◆ **WHAT THE TASK REQUIRES**: Please set out the records below as a two-column CSV with the columns record_text and answer, one row per record, putting each record's text and its answer in a single quoted field with line breaks replaced by spaces.

§

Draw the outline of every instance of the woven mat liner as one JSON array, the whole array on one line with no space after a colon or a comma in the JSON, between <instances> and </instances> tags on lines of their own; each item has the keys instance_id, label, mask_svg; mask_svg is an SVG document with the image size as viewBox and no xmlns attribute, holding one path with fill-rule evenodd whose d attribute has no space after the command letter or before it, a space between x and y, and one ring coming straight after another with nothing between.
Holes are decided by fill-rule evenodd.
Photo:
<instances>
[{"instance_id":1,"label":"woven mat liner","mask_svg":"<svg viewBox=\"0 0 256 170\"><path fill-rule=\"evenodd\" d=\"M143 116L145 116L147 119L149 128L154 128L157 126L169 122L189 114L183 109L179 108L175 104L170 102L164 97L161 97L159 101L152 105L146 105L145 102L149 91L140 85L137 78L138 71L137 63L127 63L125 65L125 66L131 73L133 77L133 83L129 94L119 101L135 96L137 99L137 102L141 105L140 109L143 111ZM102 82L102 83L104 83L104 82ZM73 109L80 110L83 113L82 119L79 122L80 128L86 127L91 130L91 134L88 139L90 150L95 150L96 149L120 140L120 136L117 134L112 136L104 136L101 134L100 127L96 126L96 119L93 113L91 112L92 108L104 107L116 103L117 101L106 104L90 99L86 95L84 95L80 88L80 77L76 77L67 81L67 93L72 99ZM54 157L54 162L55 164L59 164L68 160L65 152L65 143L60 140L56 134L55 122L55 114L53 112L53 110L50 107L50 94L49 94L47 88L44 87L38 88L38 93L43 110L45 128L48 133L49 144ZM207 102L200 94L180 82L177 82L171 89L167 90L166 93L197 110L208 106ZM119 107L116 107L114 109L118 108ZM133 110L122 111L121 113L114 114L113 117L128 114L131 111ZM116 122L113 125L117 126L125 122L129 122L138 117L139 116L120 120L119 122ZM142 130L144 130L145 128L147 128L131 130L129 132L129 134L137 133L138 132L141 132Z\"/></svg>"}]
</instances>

§

◆ **RESPONSE TO THIS EXERCISE**:
record_text,answer
"Draw the outline of every instance of the woven mat liner as one JSON array, the whole array on one line with no space after a colon or a comma in the JSON, between <instances> and </instances> tags on lines of their own; each item has the keys instance_id, label, mask_svg; mask_svg is an SVG document with the image size as viewBox and no xmlns attribute, holding one path with fill-rule evenodd whose d attribute has no space after the command letter or before it, a space between x and y, and one ring coming straight after another with nothing between. Holes are decided by fill-rule evenodd. Photo:","<instances> [{""instance_id"":1,""label"":""woven mat liner"",""mask_svg"":""<svg viewBox=\""0 0 256 170\""><path fill-rule=\""evenodd\"" d=\""M143 116L145 116L147 119L149 128L154 128L157 126L169 122L189 114L183 109L179 108L175 104L170 102L164 97L161 97L159 101L152 105L146 105L145 102L149 91L140 85L137 78L138 71L137 63L127 63L125 65L125 66L131 73L133 77L133 83L129 94L119 101L135 96L137 99L137 102L141 105L140 109L143 111ZM102 82L102 83L104 83L104 82ZM73 109L80 110L83 113L82 119L79 122L80 128L86 127L91 130L91 134L88 139L90 150L95 150L96 149L120 140L120 136L117 134L112 136L104 136L101 134L100 127L96 126L96 119L93 113L91 112L92 108L104 107L116 103L117 101L106 104L90 99L86 95L84 95L80 88L80 77L76 77L67 81L67 93L72 99ZM54 157L54 162L55 164L59 164L68 160L65 152L65 143L60 140L56 134L55 122L55 114L53 112L53 110L50 107L50 94L49 94L47 88L44 87L38 88L38 93L43 110L45 128L48 133L49 144ZM207 102L200 94L180 82L177 82L171 89L167 90L166 93L197 110L208 106ZM119 107L116 107L114 109L118 108ZM133 110L122 111L121 113L114 114L113 117L128 114L131 111ZM116 122L113 125L117 126L125 122L129 122L138 117L139 116L120 120L119 122ZM142 130L144 130L145 128L147 128L131 130L129 132L129 134L137 133L138 132L141 132Z\""/></svg>""}] </instances>"